─── EXTRAIT DU DOCUMENT

Ils sont à la fois très proches, en tant que parties d'un groupe de même génération, face aux adultes en général, et aux parents en particulier, et très opposés car luttant pour obtenir la suprématie dans ce groupe (même s'il ne s'agit que de deux enfants) et vis-à-vis des parents. Cette lutte pour prendre le dessus n'est heureusement pas éternelle. Elle n'est pas non plus linéaire ; chacun des enfants peut l'obtenir à son tour, ou en même temps, dans des domaines variés comme prendre le dessus pour obtenir un jouet, mais avoir le «dessous» pour être servi le premier, être le meilleur en sport, mais le second à l'école, etc. Mais cette «haine» qui éclate pour des raisons futiles disparaît souvent rapidement, ce qui exprime l'amour fraternel. Beaucoup d'enfants se mettent à rire ou à jouer ensemble une minute après s'être tiré les cheveux.

──────
─── ENTRÉES RÉPERTORIÉES

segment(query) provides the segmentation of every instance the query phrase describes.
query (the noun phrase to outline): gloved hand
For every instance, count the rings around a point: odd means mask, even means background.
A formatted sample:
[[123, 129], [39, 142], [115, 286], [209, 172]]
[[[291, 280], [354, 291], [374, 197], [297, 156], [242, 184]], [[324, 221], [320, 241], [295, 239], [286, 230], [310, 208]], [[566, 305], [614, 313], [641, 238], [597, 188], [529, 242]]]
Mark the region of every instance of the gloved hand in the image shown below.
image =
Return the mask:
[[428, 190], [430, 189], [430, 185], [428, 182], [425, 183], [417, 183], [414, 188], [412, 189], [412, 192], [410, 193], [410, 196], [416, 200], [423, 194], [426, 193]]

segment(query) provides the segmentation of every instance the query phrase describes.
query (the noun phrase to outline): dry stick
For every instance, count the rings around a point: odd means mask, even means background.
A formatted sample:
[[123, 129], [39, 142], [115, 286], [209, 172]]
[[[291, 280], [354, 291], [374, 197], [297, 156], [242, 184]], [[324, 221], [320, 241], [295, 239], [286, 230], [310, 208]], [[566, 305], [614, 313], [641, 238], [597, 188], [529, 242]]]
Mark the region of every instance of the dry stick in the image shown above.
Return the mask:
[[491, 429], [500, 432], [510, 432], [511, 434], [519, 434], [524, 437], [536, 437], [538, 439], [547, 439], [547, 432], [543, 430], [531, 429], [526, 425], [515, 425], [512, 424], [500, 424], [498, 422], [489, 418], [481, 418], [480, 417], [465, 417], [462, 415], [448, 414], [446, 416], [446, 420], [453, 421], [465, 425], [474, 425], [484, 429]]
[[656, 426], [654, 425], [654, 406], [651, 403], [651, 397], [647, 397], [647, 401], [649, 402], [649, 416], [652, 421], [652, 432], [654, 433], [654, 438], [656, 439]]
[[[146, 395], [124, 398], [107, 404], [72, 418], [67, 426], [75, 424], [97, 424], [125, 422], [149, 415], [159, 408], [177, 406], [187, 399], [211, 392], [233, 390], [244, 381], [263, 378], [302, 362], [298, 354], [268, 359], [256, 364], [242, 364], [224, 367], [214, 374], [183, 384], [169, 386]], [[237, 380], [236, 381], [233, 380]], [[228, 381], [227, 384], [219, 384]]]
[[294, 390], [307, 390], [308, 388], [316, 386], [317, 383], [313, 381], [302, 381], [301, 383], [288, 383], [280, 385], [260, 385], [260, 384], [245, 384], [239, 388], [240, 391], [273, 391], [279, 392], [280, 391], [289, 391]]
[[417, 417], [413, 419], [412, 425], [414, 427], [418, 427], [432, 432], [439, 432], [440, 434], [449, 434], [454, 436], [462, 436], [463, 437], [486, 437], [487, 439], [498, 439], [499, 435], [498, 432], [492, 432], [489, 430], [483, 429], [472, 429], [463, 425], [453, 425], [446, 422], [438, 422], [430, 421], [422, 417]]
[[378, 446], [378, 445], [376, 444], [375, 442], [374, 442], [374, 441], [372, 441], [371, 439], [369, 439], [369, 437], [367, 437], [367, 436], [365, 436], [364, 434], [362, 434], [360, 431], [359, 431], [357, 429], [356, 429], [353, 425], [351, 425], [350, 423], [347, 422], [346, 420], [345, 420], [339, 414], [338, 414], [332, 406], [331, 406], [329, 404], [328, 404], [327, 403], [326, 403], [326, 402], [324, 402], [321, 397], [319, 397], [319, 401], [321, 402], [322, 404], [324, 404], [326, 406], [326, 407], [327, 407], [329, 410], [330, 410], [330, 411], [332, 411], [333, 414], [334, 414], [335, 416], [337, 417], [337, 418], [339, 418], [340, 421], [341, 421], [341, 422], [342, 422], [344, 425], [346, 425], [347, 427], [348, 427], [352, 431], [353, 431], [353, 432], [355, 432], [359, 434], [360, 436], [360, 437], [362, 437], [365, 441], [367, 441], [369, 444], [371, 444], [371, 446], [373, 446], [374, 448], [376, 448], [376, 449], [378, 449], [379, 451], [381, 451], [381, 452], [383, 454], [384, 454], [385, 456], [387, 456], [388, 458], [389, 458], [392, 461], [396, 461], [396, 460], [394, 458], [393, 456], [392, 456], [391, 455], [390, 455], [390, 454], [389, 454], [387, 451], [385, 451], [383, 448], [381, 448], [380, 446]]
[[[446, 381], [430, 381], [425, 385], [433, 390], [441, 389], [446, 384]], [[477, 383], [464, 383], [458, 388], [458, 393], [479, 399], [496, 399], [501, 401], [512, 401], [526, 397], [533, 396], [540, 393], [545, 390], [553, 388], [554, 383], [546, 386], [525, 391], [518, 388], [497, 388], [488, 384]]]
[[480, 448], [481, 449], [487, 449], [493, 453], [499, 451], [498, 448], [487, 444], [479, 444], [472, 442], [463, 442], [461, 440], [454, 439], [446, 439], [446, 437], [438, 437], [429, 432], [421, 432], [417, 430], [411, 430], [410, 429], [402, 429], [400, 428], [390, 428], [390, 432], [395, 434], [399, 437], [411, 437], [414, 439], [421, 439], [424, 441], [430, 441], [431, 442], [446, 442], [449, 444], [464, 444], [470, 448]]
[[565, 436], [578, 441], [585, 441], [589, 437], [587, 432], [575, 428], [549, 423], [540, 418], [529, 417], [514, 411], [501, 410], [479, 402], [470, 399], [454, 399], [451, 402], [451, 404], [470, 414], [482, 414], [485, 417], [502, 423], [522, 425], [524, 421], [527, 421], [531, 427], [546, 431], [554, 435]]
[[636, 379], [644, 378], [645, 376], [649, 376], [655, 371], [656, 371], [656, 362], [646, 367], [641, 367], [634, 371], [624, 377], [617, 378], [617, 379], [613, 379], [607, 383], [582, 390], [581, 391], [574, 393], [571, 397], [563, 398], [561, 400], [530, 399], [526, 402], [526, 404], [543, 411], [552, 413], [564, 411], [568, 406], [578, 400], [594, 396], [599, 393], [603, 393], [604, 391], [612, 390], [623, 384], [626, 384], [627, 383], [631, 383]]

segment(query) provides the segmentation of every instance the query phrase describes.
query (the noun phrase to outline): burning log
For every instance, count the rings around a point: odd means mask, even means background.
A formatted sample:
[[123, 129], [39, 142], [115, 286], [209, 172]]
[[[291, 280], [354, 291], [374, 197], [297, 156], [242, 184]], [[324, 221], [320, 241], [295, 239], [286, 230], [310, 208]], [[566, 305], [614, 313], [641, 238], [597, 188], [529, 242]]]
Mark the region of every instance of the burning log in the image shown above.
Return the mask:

──────

▶ VOS CONSIGNES
A: Selon le texte sur la rivalité fraternelle, que font beaucoup d'enfants une minute après s'être tiré les cheveux ?
B: Recopiez le passage du texte sur la rivalité fraternelle qui commence aux mots « Ils sont à la » et s'arrête après les mots « tiré les cheveux. ».
C: Énumérez les domaines que le texte sur la rivalité fraternelle donne en exemple, où un enfant peut prendre le dessus ou avoir le « dessous ».
Ces enregistrements ne servent à rien ici.

▶ LISTE DES RÉPONSES
A: Ils se mettent à rire ou à jouer ensemble.

B:
Ils sont à la fois très proches, en tant que parties d'un groupe de même génération, face aux adultes en général, et aux parents en particulier, et très opposés car luttant pour obtenir la suprématie dans ce groupe (même s'il ne s'agit que de deux enfants) et vis-à-vis des parents. Cette lutte pour prendre le dessus n'est heureusement pas éternelle. Elle n'est pas non plus linéaire ; chacun des enfants peut l'obtenir à son tour, ou en même temps, dans des domaines variés comme prendre le dessus pour obtenir un jouet, mais avoir le «dessous» pour être servi le premier, être le meilleur en sport, mais le second à l'école, etc. Mais cette «haine» qui éclate pour des raisons futiles disparaît souvent rapidement, ce qui exprime l'amour fraternel. Beaucoup d'enfants se mettent à rire ou à jouer ensemble une minute après s'être tiré les cheveux.

C:
- obtenir un jouet
- être servi le premier
- le sport
- l'école